> Stated exercise: Add 63 to every x and y coordinate in the answers, and write out again in full the lines starting at the one containing "like x=327 y=297." and ending at the last line, requests included. Leave the numbers inside the requests unchanged.

#### Records provided

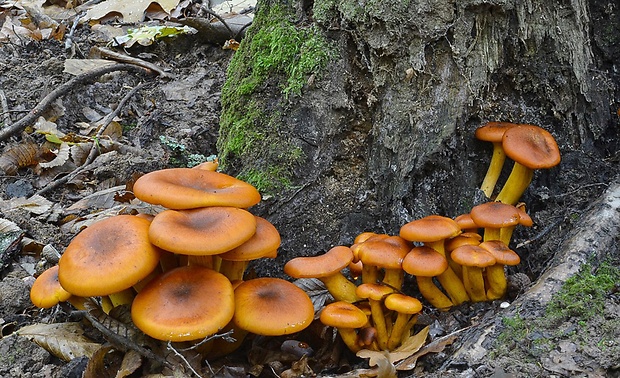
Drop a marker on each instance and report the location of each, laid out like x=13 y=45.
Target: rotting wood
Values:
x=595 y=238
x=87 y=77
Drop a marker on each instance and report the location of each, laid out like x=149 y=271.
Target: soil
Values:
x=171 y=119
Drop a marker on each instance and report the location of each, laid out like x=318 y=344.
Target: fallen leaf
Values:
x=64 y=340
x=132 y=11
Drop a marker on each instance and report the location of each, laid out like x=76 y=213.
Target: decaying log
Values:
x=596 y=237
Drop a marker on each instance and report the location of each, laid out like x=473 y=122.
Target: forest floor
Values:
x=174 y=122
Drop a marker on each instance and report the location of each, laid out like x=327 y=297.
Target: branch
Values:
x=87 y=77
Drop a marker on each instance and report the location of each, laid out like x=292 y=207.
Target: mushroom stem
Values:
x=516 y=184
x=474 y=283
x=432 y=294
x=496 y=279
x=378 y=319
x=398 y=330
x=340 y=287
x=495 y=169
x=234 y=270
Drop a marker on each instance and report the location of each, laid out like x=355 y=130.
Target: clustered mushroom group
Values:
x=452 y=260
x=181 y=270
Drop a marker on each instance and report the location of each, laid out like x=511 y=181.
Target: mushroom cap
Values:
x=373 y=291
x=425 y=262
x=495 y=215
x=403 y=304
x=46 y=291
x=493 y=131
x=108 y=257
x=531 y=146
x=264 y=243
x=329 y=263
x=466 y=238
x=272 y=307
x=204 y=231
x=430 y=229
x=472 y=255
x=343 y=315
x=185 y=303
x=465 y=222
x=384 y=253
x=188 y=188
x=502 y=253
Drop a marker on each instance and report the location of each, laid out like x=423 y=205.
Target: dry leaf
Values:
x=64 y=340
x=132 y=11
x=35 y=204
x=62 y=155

########

> Solution to this problem:
Drop a marker on each instance and report the location of each, laid out like x=327 y=297.
Target: branch
Values:
x=150 y=140
Drop a marker on each instance and report the location of each, laid out like x=292 y=207.
Target: mushroom stem
Values:
x=579 y=247
x=537 y=346
x=495 y=357
x=559 y=342
x=441 y=382
x=461 y=393
x=403 y=350
x=558 y=232
x=297 y=333
Drop a marker on each instance and report the location of each, laid out like x=355 y=130.
Target: clustered mushroom group
Values:
x=515 y=323
x=244 y=333
Drop a marker on each instance and report the location of each, laid out like x=511 y=181.
Target: mushroom cap
Values:
x=436 y=354
x=488 y=325
x=558 y=278
x=466 y=367
x=109 y=354
x=556 y=194
x=171 y=320
x=594 y=209
x=327 y=306
x=392 y=326
x=529 y=301
x=335 y=370
x=267 y=294
x=493 y=292
x=535 y=318
x=406 y=378
x=248 y=366
x=528 y=285
x=447 y=316
x=251 y=251
x=565 y=316
Drop a marker on each instance and report the location of each, laid out like x=423 y=205.
Target: dry leaf
Values:
x=127 y=403
x=195 y=74
x=98 y=267
x=125 y=218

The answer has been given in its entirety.